(Records)
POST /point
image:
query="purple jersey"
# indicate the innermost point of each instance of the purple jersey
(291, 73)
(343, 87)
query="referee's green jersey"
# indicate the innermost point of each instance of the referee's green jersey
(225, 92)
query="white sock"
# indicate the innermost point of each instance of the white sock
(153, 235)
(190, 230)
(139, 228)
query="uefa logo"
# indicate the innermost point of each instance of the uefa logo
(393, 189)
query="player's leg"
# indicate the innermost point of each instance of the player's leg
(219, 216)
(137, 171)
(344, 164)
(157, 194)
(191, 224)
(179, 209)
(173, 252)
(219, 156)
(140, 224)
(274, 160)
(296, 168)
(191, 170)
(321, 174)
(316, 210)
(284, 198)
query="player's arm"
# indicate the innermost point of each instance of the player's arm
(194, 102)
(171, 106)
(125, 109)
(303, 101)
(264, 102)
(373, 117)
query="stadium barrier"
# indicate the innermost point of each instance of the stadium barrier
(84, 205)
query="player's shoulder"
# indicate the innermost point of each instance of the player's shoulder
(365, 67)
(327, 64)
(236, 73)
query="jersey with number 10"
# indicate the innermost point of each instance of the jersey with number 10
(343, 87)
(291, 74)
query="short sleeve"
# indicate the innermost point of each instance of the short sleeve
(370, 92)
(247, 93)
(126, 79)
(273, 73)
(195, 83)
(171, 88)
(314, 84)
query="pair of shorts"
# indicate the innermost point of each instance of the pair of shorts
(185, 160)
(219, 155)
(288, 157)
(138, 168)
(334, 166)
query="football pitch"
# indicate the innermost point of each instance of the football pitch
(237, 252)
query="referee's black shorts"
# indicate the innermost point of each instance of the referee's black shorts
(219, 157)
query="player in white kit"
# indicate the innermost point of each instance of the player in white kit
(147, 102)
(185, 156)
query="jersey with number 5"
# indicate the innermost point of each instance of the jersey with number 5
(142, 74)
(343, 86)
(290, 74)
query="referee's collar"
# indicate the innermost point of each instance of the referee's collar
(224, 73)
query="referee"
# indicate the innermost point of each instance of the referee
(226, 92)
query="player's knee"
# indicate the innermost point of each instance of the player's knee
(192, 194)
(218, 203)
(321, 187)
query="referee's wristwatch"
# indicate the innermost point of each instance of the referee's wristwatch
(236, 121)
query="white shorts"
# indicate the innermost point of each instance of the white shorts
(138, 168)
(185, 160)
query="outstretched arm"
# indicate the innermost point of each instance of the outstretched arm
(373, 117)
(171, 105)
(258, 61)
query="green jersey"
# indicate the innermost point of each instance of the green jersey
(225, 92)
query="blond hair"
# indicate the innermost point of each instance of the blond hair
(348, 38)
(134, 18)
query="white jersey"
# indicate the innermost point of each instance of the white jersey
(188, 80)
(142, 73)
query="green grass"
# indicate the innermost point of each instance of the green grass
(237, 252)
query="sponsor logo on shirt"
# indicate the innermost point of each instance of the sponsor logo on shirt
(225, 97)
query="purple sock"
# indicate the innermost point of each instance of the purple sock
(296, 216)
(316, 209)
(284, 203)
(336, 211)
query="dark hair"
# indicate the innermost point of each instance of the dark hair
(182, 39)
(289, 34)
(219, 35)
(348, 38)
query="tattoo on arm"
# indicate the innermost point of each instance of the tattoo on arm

---

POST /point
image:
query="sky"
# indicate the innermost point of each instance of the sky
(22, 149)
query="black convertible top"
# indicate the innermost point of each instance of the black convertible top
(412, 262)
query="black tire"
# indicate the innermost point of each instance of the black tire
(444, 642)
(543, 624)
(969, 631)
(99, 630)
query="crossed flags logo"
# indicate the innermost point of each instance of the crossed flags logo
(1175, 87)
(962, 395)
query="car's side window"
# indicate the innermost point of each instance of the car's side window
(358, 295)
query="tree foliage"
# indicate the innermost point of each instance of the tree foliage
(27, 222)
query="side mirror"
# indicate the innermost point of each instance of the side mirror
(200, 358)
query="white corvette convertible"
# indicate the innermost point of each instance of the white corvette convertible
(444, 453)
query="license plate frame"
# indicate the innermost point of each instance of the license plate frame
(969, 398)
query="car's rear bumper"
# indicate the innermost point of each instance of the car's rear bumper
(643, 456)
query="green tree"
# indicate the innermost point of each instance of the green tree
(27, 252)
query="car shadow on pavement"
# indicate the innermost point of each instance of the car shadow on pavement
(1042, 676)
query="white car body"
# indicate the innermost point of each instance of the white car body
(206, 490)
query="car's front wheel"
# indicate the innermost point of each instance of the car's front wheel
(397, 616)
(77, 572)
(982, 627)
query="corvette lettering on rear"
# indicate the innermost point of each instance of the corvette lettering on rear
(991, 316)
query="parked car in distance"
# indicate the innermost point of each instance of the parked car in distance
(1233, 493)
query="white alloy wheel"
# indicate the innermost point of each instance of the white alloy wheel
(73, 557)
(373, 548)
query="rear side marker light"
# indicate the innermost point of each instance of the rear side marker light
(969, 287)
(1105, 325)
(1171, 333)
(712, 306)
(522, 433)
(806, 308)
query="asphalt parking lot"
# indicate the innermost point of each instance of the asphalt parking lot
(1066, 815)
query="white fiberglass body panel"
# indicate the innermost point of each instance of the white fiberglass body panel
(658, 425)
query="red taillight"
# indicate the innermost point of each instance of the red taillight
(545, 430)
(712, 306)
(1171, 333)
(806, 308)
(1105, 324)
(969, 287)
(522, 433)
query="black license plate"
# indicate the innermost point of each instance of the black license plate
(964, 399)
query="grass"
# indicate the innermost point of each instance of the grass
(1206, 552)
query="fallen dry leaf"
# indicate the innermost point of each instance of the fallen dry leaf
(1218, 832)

==

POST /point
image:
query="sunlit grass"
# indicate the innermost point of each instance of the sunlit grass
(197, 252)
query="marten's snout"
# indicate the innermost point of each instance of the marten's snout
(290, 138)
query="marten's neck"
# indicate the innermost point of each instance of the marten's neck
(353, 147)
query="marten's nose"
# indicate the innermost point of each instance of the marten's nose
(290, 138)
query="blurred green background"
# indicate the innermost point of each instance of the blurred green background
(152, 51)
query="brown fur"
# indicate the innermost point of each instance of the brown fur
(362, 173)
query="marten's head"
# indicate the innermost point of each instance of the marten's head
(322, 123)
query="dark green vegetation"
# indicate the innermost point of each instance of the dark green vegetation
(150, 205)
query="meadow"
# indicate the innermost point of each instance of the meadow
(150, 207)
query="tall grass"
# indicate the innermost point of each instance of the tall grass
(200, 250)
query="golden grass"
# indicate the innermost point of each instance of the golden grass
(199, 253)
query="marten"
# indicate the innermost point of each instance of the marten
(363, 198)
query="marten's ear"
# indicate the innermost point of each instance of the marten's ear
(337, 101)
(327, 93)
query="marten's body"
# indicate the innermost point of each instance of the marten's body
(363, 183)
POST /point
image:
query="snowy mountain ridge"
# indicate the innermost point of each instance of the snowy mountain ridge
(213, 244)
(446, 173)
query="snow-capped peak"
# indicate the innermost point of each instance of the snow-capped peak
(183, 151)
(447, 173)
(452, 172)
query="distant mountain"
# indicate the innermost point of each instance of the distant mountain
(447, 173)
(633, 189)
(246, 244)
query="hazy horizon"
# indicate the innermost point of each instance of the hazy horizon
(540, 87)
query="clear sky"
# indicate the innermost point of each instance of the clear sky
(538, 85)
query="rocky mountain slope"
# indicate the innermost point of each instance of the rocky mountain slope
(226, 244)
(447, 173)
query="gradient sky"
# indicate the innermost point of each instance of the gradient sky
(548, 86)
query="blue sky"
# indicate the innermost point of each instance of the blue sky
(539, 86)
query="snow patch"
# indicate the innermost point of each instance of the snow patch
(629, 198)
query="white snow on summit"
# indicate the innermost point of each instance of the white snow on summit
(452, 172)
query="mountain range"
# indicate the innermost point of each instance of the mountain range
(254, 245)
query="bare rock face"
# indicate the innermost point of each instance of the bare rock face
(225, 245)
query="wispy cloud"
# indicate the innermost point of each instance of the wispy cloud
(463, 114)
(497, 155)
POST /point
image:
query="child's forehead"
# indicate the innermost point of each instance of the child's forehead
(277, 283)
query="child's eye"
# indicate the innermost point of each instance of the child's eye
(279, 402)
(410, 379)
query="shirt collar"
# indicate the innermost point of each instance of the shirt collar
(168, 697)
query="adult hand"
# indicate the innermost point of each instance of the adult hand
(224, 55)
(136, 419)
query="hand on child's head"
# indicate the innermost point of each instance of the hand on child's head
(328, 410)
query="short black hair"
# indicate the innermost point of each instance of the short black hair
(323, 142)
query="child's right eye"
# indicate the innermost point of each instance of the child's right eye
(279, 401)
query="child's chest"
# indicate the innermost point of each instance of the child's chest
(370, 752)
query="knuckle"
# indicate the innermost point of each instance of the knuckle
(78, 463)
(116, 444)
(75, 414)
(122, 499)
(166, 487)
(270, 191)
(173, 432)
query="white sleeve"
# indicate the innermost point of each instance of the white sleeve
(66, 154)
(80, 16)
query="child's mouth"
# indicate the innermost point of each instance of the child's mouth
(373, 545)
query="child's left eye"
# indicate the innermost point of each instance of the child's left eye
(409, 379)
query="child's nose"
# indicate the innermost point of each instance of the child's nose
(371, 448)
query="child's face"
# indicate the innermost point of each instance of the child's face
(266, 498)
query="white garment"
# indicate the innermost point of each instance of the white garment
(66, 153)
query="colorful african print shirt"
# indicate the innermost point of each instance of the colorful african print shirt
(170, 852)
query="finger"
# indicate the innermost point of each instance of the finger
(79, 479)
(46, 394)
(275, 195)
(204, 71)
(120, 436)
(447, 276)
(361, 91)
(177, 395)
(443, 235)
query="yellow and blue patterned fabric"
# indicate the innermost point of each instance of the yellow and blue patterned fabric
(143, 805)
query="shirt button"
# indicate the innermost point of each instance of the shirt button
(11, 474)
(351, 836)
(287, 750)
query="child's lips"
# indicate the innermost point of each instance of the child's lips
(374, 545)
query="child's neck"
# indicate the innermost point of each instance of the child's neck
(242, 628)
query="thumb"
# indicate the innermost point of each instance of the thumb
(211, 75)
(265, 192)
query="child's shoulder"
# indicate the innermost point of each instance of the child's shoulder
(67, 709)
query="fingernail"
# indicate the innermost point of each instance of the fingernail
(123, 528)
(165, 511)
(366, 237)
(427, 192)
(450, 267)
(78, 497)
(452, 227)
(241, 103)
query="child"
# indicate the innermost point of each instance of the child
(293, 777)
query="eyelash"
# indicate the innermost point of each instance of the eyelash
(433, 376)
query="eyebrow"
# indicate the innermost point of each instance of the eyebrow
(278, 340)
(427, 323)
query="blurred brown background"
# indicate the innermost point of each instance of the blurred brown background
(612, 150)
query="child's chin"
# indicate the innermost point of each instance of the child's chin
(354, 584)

(What is required)
Count the lines in the records above that contain the string "sunlit", treating uppercase and lowercase as different, and reply with only the number.

(Result of the task)
2